Supplied text below:
# Skulls and animal skeletons for sale !- do not open if not intrested as may offend



## REPTILIAN-KMAN (Jun 7, 2010)

I have noticed a quite a lot of members on this site collect animal skulls ! well here is the site for you they sell both skulls and skeletons and will post overseas as they are US based, i now have a massive collection which includes reptiles and australian native animals ( dingo, koala, possums, pythons and any other that i want to buy. i love collecting them and it freaks out the strangers that come over ! ivan style . if any body is intrested in more info check out there website www.skullsunlimited.com natural bones and skulls they also have a hughe reptile collection both of skulls and skells!

want more info PM me !

kman


----------



## Kenshin (Jun 7, 2010)

i could think of alot better things to do with 4200 US bucks but the articulated komodo dragon skeleton would look wicked in the middle of the reptile room.......


----------



## townsvillepython (Jun 7, 2010)

yeah i saw these guys on dirty jobs working on a whale skeleton


----------



## JAS101 (Jun 7, 2010)

interesting


----------



## REPTILIAN-KMAN (Jun 7, 2010)

check out the full skells available


----------



## Boney (Jun 7, 2010)
End of Supplied text.
Extracted material below:
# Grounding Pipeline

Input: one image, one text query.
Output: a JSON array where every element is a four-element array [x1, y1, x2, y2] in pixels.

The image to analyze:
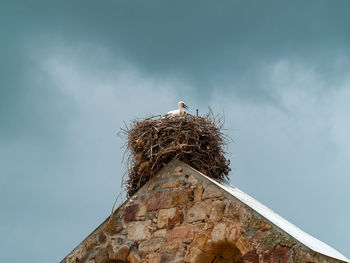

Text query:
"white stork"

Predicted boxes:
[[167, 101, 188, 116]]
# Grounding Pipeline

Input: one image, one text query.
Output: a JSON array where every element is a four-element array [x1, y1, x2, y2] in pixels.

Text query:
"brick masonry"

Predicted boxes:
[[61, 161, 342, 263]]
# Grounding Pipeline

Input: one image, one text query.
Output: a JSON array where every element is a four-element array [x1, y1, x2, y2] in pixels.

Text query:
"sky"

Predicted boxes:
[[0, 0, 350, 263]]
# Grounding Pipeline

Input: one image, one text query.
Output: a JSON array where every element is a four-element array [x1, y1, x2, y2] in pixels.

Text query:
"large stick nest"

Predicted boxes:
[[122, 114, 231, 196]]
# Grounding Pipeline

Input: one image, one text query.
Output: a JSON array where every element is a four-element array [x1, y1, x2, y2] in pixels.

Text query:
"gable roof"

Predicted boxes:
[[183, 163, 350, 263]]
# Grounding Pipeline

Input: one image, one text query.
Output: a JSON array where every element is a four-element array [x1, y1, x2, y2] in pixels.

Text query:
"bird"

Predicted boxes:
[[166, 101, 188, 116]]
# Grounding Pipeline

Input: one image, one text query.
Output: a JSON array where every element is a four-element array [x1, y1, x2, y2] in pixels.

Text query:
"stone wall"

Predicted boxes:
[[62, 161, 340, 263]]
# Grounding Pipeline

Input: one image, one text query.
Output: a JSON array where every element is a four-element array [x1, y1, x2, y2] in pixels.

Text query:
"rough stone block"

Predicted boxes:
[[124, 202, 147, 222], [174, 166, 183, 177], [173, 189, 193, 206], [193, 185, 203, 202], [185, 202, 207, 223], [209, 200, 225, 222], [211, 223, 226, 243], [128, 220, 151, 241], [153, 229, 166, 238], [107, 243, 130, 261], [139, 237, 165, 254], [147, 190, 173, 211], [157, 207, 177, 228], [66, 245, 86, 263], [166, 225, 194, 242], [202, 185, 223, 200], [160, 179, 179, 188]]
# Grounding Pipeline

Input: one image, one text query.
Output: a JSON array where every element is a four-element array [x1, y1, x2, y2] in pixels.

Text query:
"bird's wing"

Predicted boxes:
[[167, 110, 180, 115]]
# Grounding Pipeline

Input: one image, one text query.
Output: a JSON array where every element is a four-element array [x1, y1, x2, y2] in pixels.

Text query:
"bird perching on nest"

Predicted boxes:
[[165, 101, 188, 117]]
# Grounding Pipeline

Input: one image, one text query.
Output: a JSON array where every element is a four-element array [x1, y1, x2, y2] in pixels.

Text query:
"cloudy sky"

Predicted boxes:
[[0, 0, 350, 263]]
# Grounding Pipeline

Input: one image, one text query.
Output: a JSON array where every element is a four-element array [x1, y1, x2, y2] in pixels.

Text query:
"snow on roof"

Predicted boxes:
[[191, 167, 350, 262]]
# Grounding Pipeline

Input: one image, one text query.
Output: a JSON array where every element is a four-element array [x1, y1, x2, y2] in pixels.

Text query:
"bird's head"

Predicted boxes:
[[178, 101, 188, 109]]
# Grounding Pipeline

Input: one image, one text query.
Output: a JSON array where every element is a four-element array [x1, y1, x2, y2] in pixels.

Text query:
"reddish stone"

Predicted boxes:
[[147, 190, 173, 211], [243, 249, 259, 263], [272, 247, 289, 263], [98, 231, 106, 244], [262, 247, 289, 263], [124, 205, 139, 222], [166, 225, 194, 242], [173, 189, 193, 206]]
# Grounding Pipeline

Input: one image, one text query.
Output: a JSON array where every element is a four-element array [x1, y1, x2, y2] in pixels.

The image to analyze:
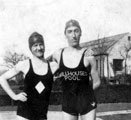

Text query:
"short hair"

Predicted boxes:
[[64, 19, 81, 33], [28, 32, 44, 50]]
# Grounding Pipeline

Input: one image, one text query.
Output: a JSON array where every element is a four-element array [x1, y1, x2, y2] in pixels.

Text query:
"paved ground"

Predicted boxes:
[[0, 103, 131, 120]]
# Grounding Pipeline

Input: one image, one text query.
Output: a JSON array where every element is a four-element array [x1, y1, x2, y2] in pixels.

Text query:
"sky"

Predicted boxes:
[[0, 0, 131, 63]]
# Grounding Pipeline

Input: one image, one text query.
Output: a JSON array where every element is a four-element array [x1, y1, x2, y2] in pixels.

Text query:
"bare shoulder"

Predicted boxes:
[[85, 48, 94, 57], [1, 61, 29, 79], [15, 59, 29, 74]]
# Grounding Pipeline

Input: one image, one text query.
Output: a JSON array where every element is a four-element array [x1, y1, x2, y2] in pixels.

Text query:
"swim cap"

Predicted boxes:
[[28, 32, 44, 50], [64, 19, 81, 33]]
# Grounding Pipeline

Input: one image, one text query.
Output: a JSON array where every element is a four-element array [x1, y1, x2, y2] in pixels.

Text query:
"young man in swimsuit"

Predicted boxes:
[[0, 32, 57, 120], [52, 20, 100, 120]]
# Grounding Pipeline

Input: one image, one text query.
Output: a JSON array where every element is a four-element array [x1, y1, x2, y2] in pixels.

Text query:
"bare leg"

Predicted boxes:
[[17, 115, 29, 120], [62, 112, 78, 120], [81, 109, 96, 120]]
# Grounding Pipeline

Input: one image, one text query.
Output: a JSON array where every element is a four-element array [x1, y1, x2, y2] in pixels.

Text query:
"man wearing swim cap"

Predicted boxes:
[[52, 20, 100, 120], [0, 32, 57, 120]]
End of Extracted material.
▶ [Problems to work on]:
1. Write out the skulls forum thread from "## Kenshin (Jun" to "the reptile room.......".
2. In the skulls forum thread, what reasons does REPTILIAN-KMAN give for enjoying his collection? Answer in one to three sentences.
3. Carry on the skulls forum thread from where it stops.

▶ [Solved tasks]:
1.
## Kenshin (Jun 7, 2010)

i could think of alot better things to do with 4200 US bucks but the articulated komodo dragon skeleton would look wicked in the middle of the reptile room.......

2. He says he loves collecting the skulls and skeletons. He adds that the collection freaks out the strangers who come over.

3.
View attachment 149611

Here is a few pics of skulls . pic of 80 year old croc with hatchie croc to show 
how big it is . camel , dog skulls i got from a vet , skull from my giant pet rat , hog skull i shot when i was in south africa ,


----------



## Elapidae1 (Jun 7, 2010)

creepy they sell real human bones


----------



## Kenshin (Jun 7, 2010)

steve1 said:


> creepy they sell real human bones


 
every goth's wet dream


----------



## junglepython2 (Jun 7, 2010)

How do you go importing that kind of stuff into the country?


----------



## cris (Jun 7, 2010)

junglepython2 said:


> How do you go importing that kind of stuff into the country?


 
Dont get caught :lol:


----------



## REPTILIAN-KMAN (Jun 7, 2010)

very easy to import as there is no flesh on bone has been bleached and treated, skulls unlimited provides cerificates with your product and the procedures with meet import regulations in australia ( all have been treated and are bleached as above so there is never any problems with mine they have only been opened once by customs and i have purchased so many over the years i am a massive private collector and one of the biggest in nsw other than the museums. skulls unlimited sell threr produts to the world for teaching purposes and collectors such as my self. you wont have a problem importing but email them if you feel you need to.


----------



## Kenshin (Jun 7, 2010)

kman what reptile skellys do you have or do you just get the skulls?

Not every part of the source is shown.